‘The impact was right at the entrance of the house. The car took much of the impact,’ Sderot resident relates.
By Ben Rappaport, United with Israel
Efrat Amram, a resident of the southern Israeli city of Sderot, discussed with Israel National News how her family had narrowly avoided the impact of a rocket fired by terrorists in Gaza which hit their home on Tuesday.
She related how the attack came moments after her husband had parked the car and her two daughters had returned from school.
“The three of them entered together, we didn’t even take our daughter out of the stroller, and all of the sudden the ‘Red Alert’ sounded,” she said. “We all entered the bomb shelter together. We managed to reach it because it’s close to the entrance. Usually, we don’t make it in time because we have two floors. If someone were upstairs, he wouldn’t have had time to come down.”
“The impact was right at the entrance of the house. The car took much of the impact,” she said, adding that there was also a lot of damage to their home, with windows shattered and electrical appliances broken due to damage caused to the main power cable.
“This is really a huge miracle,” Amram concluded. “The journalists who were here didn’t agree to film it, but the Israeli flag on the vehicle remained white while the rest of the vehicle was scorched black. Thank God the kids quickly pulled themselves together, and together with the neighbors gave each other strength.”

**GIVEN RECORDS**
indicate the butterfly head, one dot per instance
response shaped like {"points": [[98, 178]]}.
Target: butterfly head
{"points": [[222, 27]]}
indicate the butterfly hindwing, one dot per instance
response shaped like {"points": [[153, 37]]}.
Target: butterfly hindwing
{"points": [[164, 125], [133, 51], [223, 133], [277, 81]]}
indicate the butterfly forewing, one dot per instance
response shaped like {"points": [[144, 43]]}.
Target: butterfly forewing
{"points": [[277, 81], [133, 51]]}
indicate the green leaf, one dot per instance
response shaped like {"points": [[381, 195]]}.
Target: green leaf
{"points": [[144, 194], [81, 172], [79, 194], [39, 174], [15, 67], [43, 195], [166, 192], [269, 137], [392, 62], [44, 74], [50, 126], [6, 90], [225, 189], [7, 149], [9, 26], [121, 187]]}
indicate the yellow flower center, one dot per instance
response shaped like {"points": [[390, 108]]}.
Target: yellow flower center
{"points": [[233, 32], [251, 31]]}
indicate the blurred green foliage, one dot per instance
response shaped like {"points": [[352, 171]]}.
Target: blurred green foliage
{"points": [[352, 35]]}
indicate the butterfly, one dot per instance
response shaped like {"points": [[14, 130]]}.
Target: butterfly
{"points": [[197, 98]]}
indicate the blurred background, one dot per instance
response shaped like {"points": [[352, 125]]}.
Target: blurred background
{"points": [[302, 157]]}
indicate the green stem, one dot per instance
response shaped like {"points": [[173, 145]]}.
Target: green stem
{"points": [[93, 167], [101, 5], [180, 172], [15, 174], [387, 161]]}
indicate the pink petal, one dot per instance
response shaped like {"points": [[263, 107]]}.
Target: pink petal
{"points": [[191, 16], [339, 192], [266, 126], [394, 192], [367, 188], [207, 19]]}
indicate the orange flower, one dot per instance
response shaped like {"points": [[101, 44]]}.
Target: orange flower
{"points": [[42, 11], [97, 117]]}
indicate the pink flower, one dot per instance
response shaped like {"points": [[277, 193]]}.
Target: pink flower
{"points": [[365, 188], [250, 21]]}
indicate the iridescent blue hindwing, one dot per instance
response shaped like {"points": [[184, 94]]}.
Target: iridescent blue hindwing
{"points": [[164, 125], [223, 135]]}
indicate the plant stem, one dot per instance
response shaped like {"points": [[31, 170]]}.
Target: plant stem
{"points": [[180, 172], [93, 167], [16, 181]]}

**YOUR OBJECTIVE**
Extend the news report about the rocket that hit the Amram family's home in Sderot, starting after its last paragraph.

**WRITTEN ANSWER**
Israel and Palestinian terror groups in the Gaza Strip reached a ceasefire agreement in the early hours of Wednesday, following a major conflagration in which more than 100 rockets were launched towards the Jewish state in under 24 hours.
One of the rockets hit a construction site in Sderot, with the shrapnel moderately wounding a 25-year-old foreign national and lightly wounding two other foreign workers.
A 75-year-old man and a 49-year-old woman were slightly injured when they tripped on their way to a protected area. Also, several people were treated for anxiety.
Sderot is one kilometer from the Gaza border. The town’s 30,000 residents have 7-15 seconds to reach a safe room when a when a warning siren is triggered. Since 2004, thousands of rockets have landed on the city, killing 11 Israelis.
A 2022 study by the Jerusalem-based Herzog Hospital Psychotrauma Center found that 45 percent of Sderot’s children between the ages 2-6 suffer from trauma.